(Exercise text begins)

Throughout pharmacy school, fourth-year student Eesha Patel has formed and deepened connections in Southern India. As she has helped learn from and improve healthcare there—through patient care, and research and other projects—she has grown in leaps and bounds.
When Patel was in her first year as a Doctor of Pharmacy (PharmD) student, she and others in her class got an email from Clinical Associate Professor and Director of International Student Activities Jeanine Abrons. A progressive nonprofit health organization based in Mysuru, India—the Swami Vivekananda Youth Movement (SVYM)—was looking for interns through a partnership of over 25 years with the University of Iowa and Global Health Studies Program.
“I got super excited,” Patel said. “The organization seemed perfect. … It seemed like what they did was big.” She reached out to Abrons—as did then-P2 Ashleigh Wallace-Lacey—and the two ended up securing grants to travel to India for eight weeks that summer to work with the organization.
After graduation, [Eesha will] be able to apply the global health concepts, and this cultural awareness and sensitivity to patients, to patients she’ll see in the emergency room or wherever she ends up practicing.”
This school year, she mentored and helped develop four undergraduate students who were doing the same internship program—through the UI Global Health Studies Program—and traveled back for five weeks with them and Abrons. As part of an Elective Academic Advanced Pharmacy Practice Experience (APPE), she researched the role of pharmacists in the country as well as how to expand pain and palliative care through SVYM. She also acted as a resource for the younger students.
In addition, she worked directly with Abrons—as part of her individualized coursework—on questions of how to best prepare future pharmacy students for experiences in India as well as other global experiences. Abrons, for her part, was in India last summer in her role as UI College of Pharmacy representative for the Global Health Steering Committee. The two also visited an Indian College of Pharmacy—Sarada Vilas College of Pharmacy—together.
“The first time Eesha went to India, I kept in touch with her over WhatsApp or Skype. I saw her academic growth,” Abrons said. “But this time, I was able actually to witness her working there. I could see her greater maturity and the connections that she had made to people and specific locations. Being there helped me see firsthand how highly motivated she is to make an impact.”Patel spent the majority of her time in India in the tribal village of Sargur, which is home to an accessible, secondary care hospital system where she helped care for patients. She also spent time on a mobile health unit—a physician and pharmacy on wheels—that could reach remote areas. “Sometimes, we’d have to walk a half-mile or so, especially in the monsoon season when it was raining,” said Patel.
Her 2019 trip focused on teaching, pharmacy, and to learn about the country’s academic training system.
Patel’s major research project was to look into the roles of Indian pharmacists. There was a big difference between the care provided by a typical community pharmacist there—who often has less education than in the United States but can give medicine without a prescription; and the care through their SVYM-affiliated peers, she said.
“The pharmacists and physicians that worked through SVYM had a much different dynamic with patients,” Patel said. “The organization does an amazing job of delivering accessible healthcare to patients. It’s a great model for accessibility because a lot of people in India cannot afford healthcare. I am humbled to have had the chance to work with and learn from this institution that’s helping with accessibility, with education, and with awareness and healthcare.”
Aside from the challenges related to access to medications, people in India are more likely to distrust Western or allopathic medicine, Patel said. “There, many people try to do self-care and other modes of care first,” she added. “My views on healthcare changed after my experiences there because I realized it’s not just about the knowledge. It’s about providing the whole picture. It has to be accessible. It has to be understandable for the patient..”
“I learned what patient-centered care is firsthand.”
Abrons noted that that global experiences such as Eesha’s experience in India can provide the type of insight that is directly applicable to students to enhance the care students provide in the States.
“Whatever Eesha does after graduation, she will provide better care to her patients here for having had these experiences,” said Abrons. “She’ll be able to apply the global health concepts, and this cultural awareness and sensitivity to patients, to patients she’ll see in the emergency room or wherever she ends up practicing.”
Patel also taught professionals and community members CPR in India, after becoming certified here and inspired Abrons to become a certified CPR instructor as well.

(Exercise text ends)
(Data for review begins)

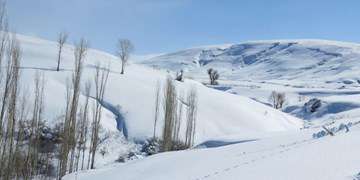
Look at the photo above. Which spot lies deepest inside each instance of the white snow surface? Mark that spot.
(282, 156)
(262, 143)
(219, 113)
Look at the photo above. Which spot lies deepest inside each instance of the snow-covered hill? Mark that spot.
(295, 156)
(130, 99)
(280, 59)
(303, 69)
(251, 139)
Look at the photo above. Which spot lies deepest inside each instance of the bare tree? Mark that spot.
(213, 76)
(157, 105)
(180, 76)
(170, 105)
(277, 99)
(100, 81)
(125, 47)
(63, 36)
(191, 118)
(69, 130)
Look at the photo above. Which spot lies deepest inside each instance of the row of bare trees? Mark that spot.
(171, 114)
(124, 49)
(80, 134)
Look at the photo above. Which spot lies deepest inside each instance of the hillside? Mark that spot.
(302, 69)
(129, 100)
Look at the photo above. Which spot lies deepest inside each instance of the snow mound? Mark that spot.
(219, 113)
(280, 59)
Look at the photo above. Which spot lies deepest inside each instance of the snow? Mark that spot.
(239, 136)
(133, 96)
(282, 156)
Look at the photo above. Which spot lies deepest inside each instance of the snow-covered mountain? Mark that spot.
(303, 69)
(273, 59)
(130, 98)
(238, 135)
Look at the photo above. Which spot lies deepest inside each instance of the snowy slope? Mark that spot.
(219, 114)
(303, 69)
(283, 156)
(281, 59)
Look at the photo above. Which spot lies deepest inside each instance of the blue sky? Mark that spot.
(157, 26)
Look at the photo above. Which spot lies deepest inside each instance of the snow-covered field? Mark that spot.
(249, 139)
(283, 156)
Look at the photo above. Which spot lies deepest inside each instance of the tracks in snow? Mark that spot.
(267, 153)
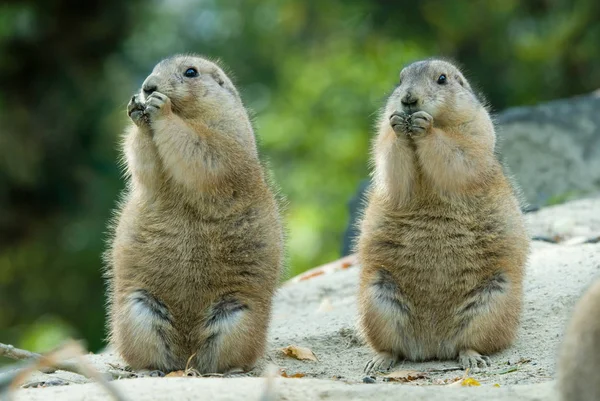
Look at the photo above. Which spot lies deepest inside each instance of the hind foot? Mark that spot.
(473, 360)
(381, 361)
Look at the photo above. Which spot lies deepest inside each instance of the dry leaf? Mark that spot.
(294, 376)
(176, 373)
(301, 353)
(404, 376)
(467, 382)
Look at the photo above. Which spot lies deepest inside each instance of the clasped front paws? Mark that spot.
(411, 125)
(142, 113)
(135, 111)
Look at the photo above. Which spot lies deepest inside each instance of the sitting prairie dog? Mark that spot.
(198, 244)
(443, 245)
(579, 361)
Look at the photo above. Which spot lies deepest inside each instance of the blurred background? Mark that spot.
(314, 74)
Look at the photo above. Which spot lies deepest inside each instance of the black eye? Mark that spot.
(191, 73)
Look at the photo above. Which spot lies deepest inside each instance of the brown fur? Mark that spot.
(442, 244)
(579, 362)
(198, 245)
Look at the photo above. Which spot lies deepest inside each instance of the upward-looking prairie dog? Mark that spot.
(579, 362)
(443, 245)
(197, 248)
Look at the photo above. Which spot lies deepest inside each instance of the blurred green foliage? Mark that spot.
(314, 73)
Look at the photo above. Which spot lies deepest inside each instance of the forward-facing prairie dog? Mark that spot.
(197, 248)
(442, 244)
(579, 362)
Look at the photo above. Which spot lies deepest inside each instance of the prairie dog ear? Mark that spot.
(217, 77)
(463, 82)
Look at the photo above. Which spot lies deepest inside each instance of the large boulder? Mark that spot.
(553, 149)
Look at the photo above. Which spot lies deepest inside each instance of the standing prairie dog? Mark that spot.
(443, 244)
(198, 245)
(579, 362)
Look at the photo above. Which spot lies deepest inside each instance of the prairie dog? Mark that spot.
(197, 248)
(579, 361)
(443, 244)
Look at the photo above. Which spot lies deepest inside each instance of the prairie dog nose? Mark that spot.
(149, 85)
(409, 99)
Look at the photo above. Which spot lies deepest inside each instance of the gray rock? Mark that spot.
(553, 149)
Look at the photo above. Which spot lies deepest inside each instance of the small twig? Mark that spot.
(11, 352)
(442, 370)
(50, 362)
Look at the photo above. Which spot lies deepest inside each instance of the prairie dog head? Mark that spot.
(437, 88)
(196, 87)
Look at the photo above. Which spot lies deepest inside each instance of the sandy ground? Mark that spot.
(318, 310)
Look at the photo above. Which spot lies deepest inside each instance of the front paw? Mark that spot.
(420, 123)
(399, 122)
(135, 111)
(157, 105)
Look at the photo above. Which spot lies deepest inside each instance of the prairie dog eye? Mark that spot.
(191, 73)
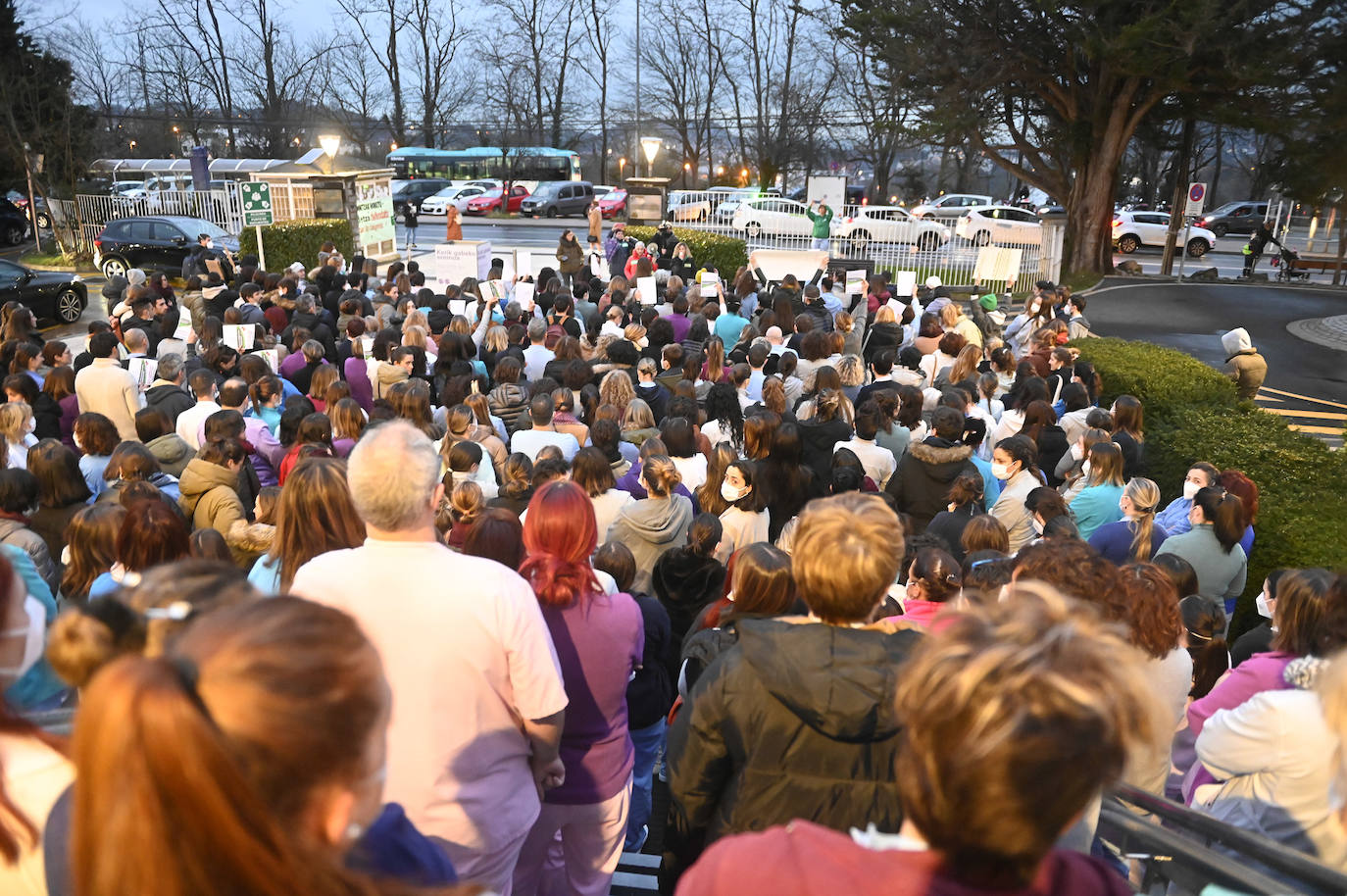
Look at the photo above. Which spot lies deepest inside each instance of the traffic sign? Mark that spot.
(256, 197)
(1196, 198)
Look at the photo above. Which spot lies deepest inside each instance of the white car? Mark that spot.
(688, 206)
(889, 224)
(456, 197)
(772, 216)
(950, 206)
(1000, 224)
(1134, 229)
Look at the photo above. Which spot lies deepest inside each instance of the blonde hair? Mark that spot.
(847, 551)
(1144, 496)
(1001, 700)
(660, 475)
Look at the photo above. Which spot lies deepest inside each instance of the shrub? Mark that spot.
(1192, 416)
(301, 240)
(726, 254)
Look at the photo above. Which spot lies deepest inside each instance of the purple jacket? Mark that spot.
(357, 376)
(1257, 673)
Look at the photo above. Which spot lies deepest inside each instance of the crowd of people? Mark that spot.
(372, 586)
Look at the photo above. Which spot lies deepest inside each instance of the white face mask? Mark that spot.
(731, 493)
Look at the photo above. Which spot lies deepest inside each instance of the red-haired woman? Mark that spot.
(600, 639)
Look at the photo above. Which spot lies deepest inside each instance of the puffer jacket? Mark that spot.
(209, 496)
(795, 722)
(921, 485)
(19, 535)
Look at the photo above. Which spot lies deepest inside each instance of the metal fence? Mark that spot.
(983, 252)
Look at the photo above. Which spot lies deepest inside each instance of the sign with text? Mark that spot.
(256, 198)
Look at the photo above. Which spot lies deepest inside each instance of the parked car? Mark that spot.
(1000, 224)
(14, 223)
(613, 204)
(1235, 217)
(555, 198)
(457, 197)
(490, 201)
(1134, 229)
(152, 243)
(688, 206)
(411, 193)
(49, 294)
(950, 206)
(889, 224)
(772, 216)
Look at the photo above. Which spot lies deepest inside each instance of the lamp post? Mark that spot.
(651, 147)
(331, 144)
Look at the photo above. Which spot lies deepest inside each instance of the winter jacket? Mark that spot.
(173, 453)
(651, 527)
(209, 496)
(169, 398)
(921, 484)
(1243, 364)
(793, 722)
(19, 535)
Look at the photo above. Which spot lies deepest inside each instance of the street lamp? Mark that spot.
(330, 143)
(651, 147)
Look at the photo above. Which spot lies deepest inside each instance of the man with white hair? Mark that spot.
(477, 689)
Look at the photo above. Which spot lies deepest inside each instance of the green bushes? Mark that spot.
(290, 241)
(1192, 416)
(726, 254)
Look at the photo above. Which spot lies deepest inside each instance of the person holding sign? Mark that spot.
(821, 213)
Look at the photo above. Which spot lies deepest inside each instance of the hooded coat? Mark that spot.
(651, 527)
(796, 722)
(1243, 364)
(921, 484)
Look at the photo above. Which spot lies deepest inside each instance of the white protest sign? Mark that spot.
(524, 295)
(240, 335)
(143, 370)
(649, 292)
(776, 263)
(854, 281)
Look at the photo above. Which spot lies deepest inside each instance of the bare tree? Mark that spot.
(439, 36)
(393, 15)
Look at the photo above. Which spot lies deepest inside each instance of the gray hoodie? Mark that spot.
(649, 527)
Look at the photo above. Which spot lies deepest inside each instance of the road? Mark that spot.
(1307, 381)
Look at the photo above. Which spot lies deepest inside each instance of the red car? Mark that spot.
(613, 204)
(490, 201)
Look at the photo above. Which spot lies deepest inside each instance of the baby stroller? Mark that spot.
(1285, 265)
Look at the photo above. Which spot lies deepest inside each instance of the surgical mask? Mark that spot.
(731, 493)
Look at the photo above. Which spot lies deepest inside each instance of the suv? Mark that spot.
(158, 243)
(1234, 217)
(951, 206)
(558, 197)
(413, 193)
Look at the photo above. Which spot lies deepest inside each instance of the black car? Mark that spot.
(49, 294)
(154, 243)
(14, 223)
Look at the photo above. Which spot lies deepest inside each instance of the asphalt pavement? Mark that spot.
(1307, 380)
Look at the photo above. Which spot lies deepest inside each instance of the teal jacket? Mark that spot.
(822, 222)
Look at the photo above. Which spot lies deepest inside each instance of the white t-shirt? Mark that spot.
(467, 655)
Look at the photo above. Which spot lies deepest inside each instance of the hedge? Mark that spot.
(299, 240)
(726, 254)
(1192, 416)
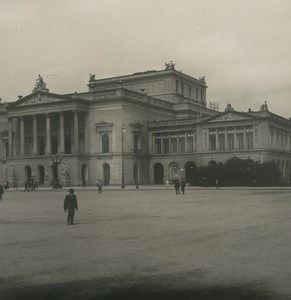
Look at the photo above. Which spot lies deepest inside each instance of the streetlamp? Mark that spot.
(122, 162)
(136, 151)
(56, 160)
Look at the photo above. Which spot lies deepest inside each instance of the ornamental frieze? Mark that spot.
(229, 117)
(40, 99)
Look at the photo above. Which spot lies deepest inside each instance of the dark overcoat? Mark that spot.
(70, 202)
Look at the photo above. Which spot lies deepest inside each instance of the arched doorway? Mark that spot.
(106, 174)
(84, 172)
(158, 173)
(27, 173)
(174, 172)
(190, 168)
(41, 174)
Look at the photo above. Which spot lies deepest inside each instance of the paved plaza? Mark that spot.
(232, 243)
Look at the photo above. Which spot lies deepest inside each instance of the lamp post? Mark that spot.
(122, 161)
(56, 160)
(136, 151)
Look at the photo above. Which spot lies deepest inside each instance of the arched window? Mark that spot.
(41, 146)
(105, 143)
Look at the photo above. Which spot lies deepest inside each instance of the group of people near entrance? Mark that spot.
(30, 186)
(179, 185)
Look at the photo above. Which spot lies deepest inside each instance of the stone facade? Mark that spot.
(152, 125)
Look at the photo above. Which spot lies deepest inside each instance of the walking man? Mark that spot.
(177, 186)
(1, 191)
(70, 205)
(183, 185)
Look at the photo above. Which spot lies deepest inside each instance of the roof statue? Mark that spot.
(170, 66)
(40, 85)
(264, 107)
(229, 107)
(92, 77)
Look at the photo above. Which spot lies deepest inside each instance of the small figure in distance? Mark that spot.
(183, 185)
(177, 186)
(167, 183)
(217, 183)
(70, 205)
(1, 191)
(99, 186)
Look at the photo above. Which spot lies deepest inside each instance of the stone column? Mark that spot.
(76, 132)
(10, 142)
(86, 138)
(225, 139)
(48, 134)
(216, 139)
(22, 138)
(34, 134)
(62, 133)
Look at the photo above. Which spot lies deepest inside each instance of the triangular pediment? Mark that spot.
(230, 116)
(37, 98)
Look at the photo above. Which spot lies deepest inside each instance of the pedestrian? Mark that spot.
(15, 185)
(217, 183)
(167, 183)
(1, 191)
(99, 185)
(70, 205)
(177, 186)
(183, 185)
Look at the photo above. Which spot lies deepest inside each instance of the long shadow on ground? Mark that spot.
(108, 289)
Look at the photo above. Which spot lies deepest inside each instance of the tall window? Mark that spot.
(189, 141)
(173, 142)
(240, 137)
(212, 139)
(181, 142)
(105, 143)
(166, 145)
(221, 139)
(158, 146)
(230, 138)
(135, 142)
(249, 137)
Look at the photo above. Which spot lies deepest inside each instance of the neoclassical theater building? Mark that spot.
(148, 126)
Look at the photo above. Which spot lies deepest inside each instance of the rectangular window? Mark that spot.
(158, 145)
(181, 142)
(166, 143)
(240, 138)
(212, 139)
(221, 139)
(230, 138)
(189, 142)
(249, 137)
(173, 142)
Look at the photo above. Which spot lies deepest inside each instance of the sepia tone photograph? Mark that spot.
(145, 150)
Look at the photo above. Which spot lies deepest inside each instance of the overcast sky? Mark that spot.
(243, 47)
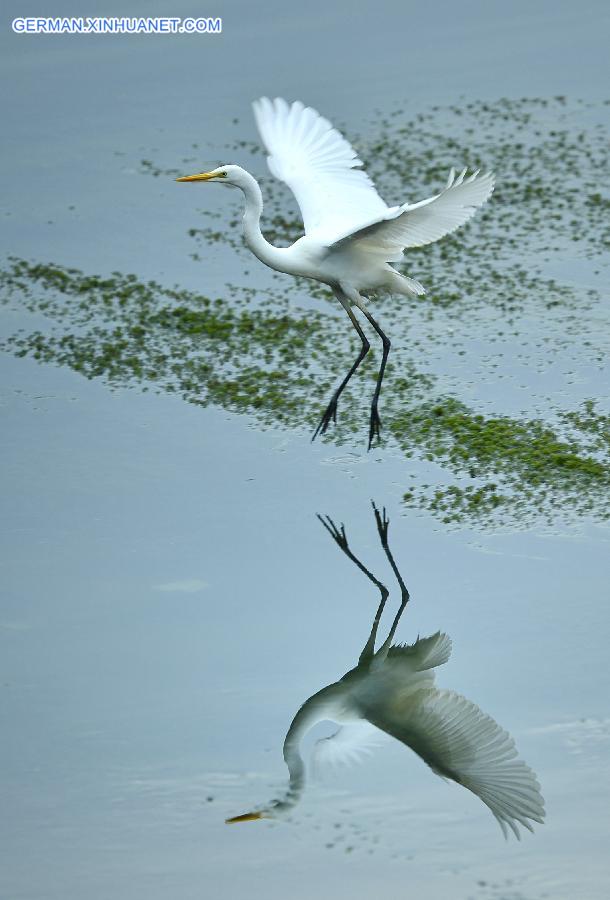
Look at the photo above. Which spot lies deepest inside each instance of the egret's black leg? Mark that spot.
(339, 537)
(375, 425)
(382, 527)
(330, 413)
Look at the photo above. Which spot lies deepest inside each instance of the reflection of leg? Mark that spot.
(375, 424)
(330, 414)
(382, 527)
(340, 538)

(Data for review ends)

> **Assigned task**: According to the text on pharmacy student Eesha Patel's work in India, in which village did she spend most of her time in India?

> **Exercise result**: The tribal village of Sargur